- _Excerpt provided_:
********************
X. LIABILITY, INDEMNIFICATION AND INSURANCE

The Directors shall not be personally liable for the debts, liabilities, or other obligations of the Club. The Directors of the Club shall be indemnified by the Club to the fullest extent permissible under the laws of this state. Except as may be otherwise provided under provisions of law, the Board of Directors shall purchase and maintain Directors liability insurance against liabilities asserted against or incurred by such persons in such capacity or arising out of the person's status as such, whether or not the Club would have the power to indemnify the agent against such liability.

XI. SAVINGS CLAUSE

Failure of literal or complete compliance with provisions of the bylaws with respect to dates, times and notice, or the sending or receipt of the same, or errors in phraseology of notice of proposal, do not invalidate the actions or proceedings of the members at any meeting, as long as the members judge (by majority vote) that no substantial injury to the rights of members has occurred.

XI. TAX STATUS AND DISSOLUTION

No part of the net earnings of the Club inures to the benefit of, or is distributable to, its members, trustees, officers, or other private persons; except that the Club may pay reasonable compensation for services rendered and may make payments and distributions in furtherance of the purposes set forth in Article II. No substantial part of the Club’s activities can be the carrying on of propaganda or otherwise attempting to influence legislation. The Club may not participate in, or intervene in (including the publishing or distribution of statements), any political campaign on behalf of any candidate for public office.
********************
Rows from a data collection
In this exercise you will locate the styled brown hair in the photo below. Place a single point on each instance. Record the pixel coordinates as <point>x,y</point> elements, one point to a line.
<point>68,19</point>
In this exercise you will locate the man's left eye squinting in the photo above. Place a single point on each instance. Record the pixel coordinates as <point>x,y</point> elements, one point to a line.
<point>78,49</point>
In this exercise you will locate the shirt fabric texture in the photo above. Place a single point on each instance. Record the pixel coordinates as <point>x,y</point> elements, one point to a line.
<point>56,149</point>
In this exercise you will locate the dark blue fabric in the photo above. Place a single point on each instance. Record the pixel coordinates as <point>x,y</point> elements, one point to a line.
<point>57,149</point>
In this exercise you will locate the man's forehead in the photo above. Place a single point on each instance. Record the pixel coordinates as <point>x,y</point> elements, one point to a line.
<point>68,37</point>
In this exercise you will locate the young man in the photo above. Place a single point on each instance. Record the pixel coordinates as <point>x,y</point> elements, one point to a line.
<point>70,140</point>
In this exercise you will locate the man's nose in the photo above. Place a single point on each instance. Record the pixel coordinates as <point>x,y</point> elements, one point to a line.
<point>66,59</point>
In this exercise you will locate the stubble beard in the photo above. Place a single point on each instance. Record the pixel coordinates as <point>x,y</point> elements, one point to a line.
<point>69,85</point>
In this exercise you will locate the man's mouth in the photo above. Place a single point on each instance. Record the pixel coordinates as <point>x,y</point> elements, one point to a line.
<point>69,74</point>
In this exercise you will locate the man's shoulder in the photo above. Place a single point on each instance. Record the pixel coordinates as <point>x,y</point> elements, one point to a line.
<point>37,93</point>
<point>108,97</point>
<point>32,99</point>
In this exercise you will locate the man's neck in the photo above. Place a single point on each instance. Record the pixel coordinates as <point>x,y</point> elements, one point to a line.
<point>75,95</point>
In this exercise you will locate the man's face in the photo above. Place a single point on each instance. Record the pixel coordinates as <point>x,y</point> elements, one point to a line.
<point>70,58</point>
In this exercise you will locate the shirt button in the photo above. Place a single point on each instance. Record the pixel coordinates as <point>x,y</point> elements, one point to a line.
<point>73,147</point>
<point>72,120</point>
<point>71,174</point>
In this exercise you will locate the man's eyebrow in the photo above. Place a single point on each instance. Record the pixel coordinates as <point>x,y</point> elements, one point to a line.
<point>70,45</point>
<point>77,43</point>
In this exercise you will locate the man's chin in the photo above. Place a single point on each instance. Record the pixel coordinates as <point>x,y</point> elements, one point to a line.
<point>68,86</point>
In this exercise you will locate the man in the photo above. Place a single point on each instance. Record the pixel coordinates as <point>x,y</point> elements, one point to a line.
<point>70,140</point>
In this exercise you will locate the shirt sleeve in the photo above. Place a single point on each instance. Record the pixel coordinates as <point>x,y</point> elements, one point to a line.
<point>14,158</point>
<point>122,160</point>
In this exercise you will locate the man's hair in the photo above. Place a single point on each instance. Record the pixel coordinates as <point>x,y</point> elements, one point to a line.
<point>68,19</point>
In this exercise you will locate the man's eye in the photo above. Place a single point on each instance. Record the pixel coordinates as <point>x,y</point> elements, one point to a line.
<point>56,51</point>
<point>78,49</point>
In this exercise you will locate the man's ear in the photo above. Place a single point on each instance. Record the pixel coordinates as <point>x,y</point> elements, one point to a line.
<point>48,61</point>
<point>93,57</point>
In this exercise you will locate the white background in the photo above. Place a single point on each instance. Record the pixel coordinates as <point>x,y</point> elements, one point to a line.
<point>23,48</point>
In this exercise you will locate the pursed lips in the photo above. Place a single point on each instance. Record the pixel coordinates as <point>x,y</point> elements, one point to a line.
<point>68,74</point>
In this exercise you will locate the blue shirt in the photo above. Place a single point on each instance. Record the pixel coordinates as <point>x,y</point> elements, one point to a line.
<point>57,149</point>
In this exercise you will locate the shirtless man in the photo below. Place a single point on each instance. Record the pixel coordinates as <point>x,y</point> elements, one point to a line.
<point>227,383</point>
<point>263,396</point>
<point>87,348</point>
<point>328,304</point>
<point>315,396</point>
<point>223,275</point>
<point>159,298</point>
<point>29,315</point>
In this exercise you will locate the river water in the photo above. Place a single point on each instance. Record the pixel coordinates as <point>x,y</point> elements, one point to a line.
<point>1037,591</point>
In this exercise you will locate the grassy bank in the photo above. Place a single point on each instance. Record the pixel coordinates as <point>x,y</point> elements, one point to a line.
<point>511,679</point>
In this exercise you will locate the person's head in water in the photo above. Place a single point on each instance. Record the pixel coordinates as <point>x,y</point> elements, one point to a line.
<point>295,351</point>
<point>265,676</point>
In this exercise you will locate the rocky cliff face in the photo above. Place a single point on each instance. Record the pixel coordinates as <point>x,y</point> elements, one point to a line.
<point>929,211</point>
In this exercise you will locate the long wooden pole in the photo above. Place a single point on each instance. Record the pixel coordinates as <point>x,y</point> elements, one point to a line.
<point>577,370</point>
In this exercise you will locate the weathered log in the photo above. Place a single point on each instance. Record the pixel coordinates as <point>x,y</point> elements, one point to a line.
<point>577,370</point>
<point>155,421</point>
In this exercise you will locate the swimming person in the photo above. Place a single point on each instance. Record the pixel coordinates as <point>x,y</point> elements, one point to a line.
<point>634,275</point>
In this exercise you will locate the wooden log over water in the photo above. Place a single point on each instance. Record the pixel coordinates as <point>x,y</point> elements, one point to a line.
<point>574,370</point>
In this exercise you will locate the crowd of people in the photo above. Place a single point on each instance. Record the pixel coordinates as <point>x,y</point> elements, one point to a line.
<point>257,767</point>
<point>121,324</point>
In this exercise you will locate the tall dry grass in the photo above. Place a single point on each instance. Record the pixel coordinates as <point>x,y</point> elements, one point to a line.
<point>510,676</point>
********************
- _Tasks and exercises_:
1/ Reproduce the stretch of the bylaws excerpt from "XI. SAVINGS CLAUSE" through "members has occurred.".
2/ According to the bylaws excerpt, to which persons may no part of the Club's net earnings inure or be distributed? List them all.
3/ Under the savings clause in the bylaws excerpt, what must the members judge by majority vote for the actions of a meeting to stand despite errors in notice?

- _Responses_:
1/
XI. SAVINGS CLAUSE

Failure of literal or complete compliance with provisions of the bylaws with respect to dates, times and notice, or the sending or receipt of the same, or errors in phraseology of notice of proposal, do not invalidate the actions or proceedings of the members at any meeting, as long as the members judge (by majority vote) that no substantial injury to the rights of members has occurred.

2/ Members, trustees, officers, and other private persons.

3/ They must judge that no substantial injury to the rights of members has occurred.